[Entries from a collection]
===============

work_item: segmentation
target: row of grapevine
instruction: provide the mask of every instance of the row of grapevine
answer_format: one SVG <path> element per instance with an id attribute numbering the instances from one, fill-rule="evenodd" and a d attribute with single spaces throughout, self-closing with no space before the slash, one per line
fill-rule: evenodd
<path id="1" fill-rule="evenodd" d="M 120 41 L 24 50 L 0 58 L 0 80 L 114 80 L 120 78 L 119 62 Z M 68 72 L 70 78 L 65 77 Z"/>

===============

▶ _Exercise directions_:
Present the data above as a Markdown table with two columns, No. and Line, numbering each line and leaving out any blank lines.

▶ _In response_:
| No. | Line |
|---|---|
| 1 | work_item: segmentation |
| 2 | target: row of grapevine |
| 3 | instruction: provide the mask of every instance of the row of grapevine |
| 4 | answer_format: one SVG <path> element per instance with an id attribute numbering the instances from one, fill-rule="evenodd" and a d attribute with single spaces throughout, self-closing with no space before the slash, one per line |
| 5 | fill-rule: evenodd |
| 6 | <path id="1" fill-rule="evenodd" d="M 120 41 L 24 50 L 0 58 L 0 80 L 114 80 L 120 78 L 119 62 Z M 68 72 L 70 78 L 65 77 Z"/> |